Objective -
Print the following lines verbatim, with no changes of any kind.

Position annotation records
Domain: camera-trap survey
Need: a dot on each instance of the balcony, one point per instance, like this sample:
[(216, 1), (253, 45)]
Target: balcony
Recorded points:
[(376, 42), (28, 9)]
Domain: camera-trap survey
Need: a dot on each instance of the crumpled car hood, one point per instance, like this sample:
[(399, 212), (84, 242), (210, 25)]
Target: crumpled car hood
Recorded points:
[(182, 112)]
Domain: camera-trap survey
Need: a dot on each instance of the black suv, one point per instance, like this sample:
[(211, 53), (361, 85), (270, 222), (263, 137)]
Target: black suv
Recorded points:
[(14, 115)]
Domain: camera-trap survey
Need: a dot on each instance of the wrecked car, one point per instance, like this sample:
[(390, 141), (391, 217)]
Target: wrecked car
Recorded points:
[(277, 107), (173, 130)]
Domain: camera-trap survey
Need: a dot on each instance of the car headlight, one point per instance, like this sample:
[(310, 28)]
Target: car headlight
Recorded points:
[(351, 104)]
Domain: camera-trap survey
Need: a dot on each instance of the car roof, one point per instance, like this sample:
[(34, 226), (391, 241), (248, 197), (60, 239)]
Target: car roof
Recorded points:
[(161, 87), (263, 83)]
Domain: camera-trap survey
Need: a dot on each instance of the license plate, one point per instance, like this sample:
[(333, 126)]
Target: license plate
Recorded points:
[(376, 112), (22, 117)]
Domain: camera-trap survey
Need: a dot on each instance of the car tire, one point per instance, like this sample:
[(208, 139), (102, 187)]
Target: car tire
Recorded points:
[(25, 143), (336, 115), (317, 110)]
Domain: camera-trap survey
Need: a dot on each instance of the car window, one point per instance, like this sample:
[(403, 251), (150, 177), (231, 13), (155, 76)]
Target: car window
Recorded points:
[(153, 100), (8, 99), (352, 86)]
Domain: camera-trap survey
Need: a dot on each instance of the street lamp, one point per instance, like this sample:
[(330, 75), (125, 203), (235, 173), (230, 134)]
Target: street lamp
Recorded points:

Solution -
Domain: camera-trap survey
Need: a dot on each instance of the balcony, one point per instance, like this sample:
[(216, 1), (253, 45)]
Target: balcony
Recorded points:
[(376, 42), (28, 9)]
Domain: camera-trap survey
Need: a dot on each instance of the crumpled car hood, one point per instance, like this sample:
[(399, 212), (84, 242), (210, 25)]
Target: crumpled car hood
Recorded points:
[(182, 112)]
Domain: camera-trap survey
Need: a dot on each instance of the black suv, one point per instance, like this sample:
[(211, 53), (361, 85), (270, 222), (263, 137)]
Target: black suv
Recorded points:
[(14, 115)]
Domain: camera-trap survey
Need: a dot on each instance of the wrecked car, one point per instance, like this sample:
[(390, 141), (391, 217)]
Target: wrecked car
Recorded points:
[(277, 107), (173, 130)]
Domain: camera-trap survey
Need: a dot on each instance of the car headlight, one point per instance, like this sample:
[(310, 28)]
Target: car headlight
Recorded points:
[(351, 104)]
Domain: camera-trap survey
Need: a dot on each instance of the car roof, one point per instance, like this sample:
[(34, 226), (391, 241), (248, 197), (60, 239)]
Target: car roof
Recorded points:
[(161, 87), (263, 83)]
Domain: camera-trap survey
Need: a dot on each instance of the license plate, one point per instance, like this sample:
[(333, 126)]
Target: license plate
Recorded points:
[(376, 112), (22, 117)]
Domain: camera-trap survey
Need: a dot on each instance of the car tire, one point per instance, like this sample:
[(208, 139), (102, 187)]
Target: car tire
Recorded points:
[(25, 143), (336, 115), (317, 110)]
Domain: camera-trap survey
Need: a dot on each instance of the car window, one point per instance, like this sample:
[(403, 251), (150, 177), (231, 13), (155, 76)]
Target: car window
Recorded points:
[(153, 100), (8, 99), (352, 86)]
Domain: camera-trap survey
Need: a dot on each instance of the street lamp, one point per instance, like this sample:
[(330, 75), (125, 203), (235, 173), (230, 134)]
Target: street lamp
Recorded points:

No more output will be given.